_Work required_. With the pictures set aside, write out all of the data exactly as it stands.

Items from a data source
########################################

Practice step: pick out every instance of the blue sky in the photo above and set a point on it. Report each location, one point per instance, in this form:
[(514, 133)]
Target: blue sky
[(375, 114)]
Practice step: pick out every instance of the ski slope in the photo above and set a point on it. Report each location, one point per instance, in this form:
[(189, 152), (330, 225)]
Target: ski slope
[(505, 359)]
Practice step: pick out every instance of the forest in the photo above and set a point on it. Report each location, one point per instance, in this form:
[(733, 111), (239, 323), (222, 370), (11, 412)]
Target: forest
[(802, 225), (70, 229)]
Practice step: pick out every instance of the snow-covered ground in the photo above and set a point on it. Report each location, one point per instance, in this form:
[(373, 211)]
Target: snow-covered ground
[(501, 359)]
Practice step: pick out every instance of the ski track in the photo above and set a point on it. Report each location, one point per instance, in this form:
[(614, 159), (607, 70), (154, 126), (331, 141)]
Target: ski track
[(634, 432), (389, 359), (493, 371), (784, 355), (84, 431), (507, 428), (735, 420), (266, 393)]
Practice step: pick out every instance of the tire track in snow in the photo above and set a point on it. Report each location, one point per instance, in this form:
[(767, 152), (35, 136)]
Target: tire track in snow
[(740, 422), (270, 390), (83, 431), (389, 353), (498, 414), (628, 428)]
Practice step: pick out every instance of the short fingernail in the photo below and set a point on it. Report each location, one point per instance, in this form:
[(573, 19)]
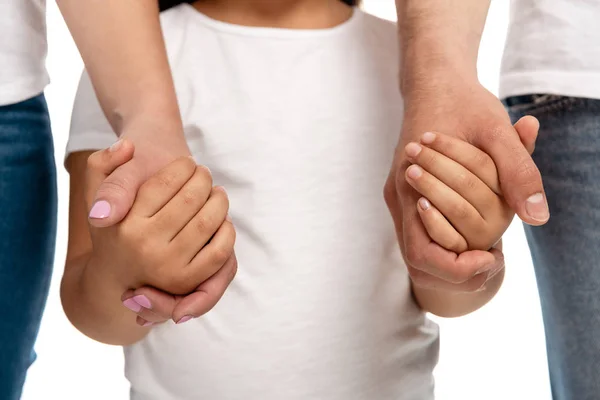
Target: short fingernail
[(143, 301), (132, 305), (537, 208), (115, 146), (184, 319), (428, 137), (414, 172), (100, 210), (413, 150)]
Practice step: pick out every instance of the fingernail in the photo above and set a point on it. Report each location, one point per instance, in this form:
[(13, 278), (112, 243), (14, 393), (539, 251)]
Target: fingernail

########################################

_Answer to this exercise_.
Practice step: pick out every instance of the blue sky in the photo above and set a point on it. Report each location, one point per instance, in this form:
[(514, 133)]
Target: blue sky
[(375, 114)]
Practice step: pick out every instance of the ski slope in the photo above and set a point on it. Report each location, one point per instance, in this form:
[(189, 152), (330, 225)]
Target: ski slope
[(505, 359)]
Practice step: pick out every instance of the forest in the photo above and set a point on it. Report each location, one point per instance, in this form:
[(733, 111), (239, 323), (222, 370), (11, 412)]
Target: forest
[(802, 225), (70, 229)]
Practice step: pick out every instance of the snow-covered ground in the photo above and set a point on it. Report each location, one point per instance, in this form:
[(373, 211)]
Target: snow-covered ground
[(501, 359)]
Practice step: pick out every instance of the ski track in the photo above and set a point on it. Report each location, one point per instance, in this form:
[(614, 159), (607, 70), (154, 126), (331, 141)]
Target: ski track
[(634, 432), (389, 359), (493, 371), (784, 355), (84, 431), (507, 428), (735, 420), (266, 393)]
Practice step: pick out every instance of the tire track in snow in the photo above and set a point on it. Report each location, one point per instance, in this form:
[(767, 152), (35, 136)]
Target: tire track in snow
[(740, 422), (270, 390), (83, 431), (389, 353), (498, 414), (628, 428)]
Practice step: pick out every instance of the short fingernail in the photo below and set a point on it. Report each location, one point per instance, in this form:
[(573, 19)]
Target: short fingernail
[(143, 301), (132, 305), (537, 208), (115, 146), (184, 319), (428, 137), (414, 172), (100, 210), (413, 150)]
Practice step: pick out every instance of the fingernail in the photo above and set a point on it. Report each location, one point per instance, in this form:
[(13, 278), (112, 243), (14, 393), (539, 251)]
Target: fingernail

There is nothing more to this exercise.